**TEKS BACAAN**
============

Tuesday, 23 June 2015

Putusan MK Soal NIkah Beda Agama Sudah Tepat!

Laman Madinaonline.id yang dikomandoi Ade Armando, Dosen Ilmu Komunikasi Universitas Indonesia melayangkan kritik pedas terhadap MK karena menolak permohonan uji materi Undang-Undang Nomor 1 Tahun 1974 tentang Perkawinan Beda Agama.

Dalam artikel dengan judul Praktik Nikah Beda Agama Takkan Surut dengan Putusan Diskriminatif MK, disebutkan bahwa putusan MK ini jelas melanggengkan diskriminasi terhadap pasangan nikah beda agama.

Dengan mengutip pernyataan Ahmad Nurcholish, konselor sekaligus pelaku nikah beda agama dan penulis buku Menjawab ‘101 Masalah Nikah Beda Agama’, media yang digawangi oleh para murid Cak Nur ini menyatakan bahwa penolakan MK itu menandaskan bahwa para elite hukum dan juga agamawan belum siap menerima perbedaan dan kepelbagaian yang berkembang di tengah masyarakat.

============

**DATA LATIHAN**

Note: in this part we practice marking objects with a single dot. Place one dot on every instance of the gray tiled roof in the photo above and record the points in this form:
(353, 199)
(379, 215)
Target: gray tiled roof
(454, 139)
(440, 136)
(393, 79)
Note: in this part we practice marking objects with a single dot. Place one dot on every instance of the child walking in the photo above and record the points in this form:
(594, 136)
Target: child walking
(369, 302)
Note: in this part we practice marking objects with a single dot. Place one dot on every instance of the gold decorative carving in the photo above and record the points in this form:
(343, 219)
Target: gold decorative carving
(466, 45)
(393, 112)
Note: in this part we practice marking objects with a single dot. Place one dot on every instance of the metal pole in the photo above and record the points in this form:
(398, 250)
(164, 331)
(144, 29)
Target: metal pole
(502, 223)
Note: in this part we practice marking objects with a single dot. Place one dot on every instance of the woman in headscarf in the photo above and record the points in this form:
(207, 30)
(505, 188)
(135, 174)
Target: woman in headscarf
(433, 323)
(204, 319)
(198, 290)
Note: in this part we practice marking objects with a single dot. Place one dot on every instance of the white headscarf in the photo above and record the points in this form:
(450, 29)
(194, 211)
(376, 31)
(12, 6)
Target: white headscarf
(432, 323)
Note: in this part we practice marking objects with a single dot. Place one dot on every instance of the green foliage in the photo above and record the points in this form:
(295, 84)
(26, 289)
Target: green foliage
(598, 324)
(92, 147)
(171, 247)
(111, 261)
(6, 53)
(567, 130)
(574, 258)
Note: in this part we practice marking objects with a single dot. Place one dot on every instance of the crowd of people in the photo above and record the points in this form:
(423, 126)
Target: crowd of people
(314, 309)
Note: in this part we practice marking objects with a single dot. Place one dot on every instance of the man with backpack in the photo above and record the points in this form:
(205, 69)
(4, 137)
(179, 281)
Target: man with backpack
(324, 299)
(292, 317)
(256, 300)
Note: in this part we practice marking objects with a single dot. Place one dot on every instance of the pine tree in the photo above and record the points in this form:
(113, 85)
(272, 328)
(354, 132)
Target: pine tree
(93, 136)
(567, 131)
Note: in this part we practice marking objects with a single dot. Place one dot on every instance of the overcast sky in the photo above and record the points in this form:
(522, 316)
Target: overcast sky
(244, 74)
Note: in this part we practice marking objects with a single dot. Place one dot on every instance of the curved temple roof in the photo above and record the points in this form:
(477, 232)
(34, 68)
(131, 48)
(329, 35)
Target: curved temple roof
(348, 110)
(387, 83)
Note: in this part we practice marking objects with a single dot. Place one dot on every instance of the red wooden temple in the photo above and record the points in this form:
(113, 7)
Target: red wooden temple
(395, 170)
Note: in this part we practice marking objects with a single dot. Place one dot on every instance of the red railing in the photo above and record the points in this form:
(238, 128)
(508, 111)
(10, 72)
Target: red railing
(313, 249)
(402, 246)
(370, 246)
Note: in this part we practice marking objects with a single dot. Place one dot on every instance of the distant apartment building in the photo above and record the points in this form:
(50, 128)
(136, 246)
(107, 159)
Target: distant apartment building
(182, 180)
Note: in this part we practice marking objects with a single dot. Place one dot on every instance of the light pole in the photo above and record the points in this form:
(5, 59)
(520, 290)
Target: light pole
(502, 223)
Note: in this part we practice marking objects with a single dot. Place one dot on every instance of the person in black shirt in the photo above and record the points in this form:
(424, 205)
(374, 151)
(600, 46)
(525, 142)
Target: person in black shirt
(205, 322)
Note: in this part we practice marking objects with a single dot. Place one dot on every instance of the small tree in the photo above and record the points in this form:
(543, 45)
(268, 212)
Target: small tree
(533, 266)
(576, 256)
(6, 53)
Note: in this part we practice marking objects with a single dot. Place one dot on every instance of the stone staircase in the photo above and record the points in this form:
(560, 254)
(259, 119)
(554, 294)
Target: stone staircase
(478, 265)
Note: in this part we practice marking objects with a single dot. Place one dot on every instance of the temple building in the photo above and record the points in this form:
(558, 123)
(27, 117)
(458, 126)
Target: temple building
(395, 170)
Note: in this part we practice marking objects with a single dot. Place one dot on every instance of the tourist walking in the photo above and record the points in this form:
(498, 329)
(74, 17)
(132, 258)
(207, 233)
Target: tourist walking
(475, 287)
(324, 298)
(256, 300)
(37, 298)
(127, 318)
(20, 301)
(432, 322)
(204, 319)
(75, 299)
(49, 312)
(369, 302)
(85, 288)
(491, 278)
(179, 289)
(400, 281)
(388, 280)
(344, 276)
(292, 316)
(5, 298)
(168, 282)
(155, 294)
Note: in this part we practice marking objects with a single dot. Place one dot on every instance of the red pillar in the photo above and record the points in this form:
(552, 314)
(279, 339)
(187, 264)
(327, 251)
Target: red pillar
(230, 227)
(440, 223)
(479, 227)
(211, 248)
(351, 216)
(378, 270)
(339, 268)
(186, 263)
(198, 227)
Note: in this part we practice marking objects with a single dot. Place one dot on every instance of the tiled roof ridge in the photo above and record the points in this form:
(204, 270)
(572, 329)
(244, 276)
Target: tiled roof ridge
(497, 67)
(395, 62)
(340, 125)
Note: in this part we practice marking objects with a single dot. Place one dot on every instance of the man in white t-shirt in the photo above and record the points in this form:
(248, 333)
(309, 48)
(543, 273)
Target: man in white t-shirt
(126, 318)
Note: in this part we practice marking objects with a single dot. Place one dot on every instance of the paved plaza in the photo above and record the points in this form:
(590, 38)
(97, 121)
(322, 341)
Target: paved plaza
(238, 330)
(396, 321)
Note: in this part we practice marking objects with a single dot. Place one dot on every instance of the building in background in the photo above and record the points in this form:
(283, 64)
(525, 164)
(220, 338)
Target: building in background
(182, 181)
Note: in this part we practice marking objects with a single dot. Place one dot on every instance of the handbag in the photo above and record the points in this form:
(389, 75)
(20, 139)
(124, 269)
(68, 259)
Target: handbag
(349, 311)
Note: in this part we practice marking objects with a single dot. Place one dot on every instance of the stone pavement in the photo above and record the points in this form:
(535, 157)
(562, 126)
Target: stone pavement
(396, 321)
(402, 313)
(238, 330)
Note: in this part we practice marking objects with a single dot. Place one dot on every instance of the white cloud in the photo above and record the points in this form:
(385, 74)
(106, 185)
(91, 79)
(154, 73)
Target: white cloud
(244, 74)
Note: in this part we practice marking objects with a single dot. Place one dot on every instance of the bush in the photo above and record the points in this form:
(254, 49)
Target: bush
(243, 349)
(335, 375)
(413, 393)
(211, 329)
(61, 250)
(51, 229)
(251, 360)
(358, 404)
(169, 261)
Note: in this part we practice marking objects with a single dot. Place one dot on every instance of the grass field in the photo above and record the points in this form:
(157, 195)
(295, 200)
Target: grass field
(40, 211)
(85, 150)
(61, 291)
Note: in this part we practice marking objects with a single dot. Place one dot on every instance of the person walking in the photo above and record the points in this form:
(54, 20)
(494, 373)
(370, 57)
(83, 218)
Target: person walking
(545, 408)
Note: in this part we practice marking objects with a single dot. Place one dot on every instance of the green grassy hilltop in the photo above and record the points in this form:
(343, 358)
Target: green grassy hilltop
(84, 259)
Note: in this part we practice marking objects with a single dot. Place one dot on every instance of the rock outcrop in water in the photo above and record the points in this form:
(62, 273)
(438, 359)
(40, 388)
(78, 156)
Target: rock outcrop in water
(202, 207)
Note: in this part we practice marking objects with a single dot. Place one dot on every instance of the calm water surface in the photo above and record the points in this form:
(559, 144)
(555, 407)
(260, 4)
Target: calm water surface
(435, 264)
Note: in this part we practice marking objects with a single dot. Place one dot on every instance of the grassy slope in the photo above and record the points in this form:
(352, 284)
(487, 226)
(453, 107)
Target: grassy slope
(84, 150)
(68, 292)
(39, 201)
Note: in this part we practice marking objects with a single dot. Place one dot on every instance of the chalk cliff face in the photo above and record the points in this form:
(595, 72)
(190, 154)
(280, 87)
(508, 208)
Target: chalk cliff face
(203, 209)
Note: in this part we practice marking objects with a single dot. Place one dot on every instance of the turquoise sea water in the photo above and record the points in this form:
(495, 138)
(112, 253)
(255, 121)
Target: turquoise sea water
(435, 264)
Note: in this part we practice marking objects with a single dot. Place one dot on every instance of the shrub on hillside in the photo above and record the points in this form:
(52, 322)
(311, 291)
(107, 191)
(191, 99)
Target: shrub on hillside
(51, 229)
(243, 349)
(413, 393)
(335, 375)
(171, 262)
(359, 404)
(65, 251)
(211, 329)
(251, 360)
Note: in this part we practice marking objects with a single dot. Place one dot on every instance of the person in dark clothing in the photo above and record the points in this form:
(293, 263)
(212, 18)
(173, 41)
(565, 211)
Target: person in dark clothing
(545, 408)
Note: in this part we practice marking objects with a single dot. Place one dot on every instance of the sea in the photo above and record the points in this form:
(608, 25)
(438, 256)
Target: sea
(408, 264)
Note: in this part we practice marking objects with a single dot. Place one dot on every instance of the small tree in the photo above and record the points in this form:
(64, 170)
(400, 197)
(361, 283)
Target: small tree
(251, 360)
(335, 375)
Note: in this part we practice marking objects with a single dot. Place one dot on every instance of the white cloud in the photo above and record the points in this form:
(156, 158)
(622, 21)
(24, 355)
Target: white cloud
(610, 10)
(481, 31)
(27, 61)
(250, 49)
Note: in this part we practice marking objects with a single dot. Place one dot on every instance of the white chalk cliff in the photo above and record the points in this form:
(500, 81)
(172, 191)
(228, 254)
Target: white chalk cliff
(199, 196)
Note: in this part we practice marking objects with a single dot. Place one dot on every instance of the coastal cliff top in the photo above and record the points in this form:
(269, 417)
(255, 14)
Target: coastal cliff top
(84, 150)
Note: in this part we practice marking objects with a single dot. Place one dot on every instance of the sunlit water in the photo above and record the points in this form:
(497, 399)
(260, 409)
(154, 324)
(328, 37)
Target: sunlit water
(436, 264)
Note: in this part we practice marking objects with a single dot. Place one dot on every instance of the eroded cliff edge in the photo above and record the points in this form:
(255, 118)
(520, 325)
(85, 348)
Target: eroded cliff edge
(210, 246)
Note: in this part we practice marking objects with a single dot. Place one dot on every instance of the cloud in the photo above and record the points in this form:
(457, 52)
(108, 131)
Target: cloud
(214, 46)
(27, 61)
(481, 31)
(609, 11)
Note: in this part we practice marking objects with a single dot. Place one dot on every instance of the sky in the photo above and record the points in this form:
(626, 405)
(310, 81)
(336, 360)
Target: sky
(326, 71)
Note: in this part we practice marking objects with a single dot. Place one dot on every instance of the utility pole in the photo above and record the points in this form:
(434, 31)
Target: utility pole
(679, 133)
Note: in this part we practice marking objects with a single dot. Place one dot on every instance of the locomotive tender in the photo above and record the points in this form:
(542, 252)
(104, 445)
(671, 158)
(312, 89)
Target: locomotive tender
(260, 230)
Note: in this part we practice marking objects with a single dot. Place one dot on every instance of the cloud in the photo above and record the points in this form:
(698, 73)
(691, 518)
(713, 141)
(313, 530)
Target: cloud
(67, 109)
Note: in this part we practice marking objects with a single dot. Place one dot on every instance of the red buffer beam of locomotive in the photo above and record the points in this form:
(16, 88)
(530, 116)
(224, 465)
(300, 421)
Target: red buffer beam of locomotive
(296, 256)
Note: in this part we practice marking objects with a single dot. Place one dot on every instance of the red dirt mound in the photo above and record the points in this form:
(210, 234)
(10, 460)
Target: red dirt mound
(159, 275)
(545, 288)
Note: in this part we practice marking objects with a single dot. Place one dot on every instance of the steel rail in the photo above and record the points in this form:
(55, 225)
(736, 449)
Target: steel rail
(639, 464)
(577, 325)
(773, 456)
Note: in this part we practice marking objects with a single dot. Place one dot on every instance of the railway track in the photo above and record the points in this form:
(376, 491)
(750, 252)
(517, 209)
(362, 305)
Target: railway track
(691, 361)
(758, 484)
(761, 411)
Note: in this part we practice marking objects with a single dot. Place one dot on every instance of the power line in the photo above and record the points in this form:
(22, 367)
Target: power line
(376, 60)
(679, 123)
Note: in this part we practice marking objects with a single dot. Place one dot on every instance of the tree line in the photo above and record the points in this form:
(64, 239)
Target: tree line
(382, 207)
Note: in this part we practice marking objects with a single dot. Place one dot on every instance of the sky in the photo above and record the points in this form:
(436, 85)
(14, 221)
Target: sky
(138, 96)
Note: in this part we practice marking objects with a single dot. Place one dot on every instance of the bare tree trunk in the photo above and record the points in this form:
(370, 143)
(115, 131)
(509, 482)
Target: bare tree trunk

============

**DAFTAR TUGAS**
[a] Kumpulkan setiap baris dalam entri yang memuat kata "apartment". Perhatikan huruf besar dan kecil.
[b] Lanjutkan tulisan tentang putusan MK soal nikah beda agama mulai dari kalimat terakhir yang tercantum.

**JAWABAN YANG DIBERIKAN**
[a]
Note: in this part we practice marking objects with a single dot. Place one dot on every instance of the distant apartment building in the photo above and record the points in this form:
Target: distant apartment building

[b]
Disebutkan pula bahwa dengan penolakan ini, MK sebagai pengawal konstitusi yang mengklaim lembaga peradilan modern dan tepercaya telah gagal menjadi pilar yang mengokohkan semangat demokrasi dan kebhinekaan Indonesia.

Putusan yang Tepat

Tapi kritik dan keberatan itu sepertinya terbantahkan. Sebab Mahkamah Konstitusi (MK) sendiri menyatakan dalam keputusannya bahwa keabsahan perkawinan sebagaimana diatur dalam Pasal 2 ayat (1) UU Perkawinan tidak bertentangan dengan UUD 1945. Dengan begitu, tuduhan diskriminasi dan kegagalan menjadi pilar bagi pengokohan demokrasi dan kebhinekaan dianggap kurang beralasan.

Pengurus Besar Nahdatul Ulama (PBNU) juga mendukung putusan Mahkamah Konstitusi tersebut.

Wakil ketua umum PBNU, Asad Said Ali mengatakan, dasar hukum yang ada di Indonesia tidak bisa disamakan dengan dunia barat. Indonesia memiliki pancasila sebagai falsafah bangsa.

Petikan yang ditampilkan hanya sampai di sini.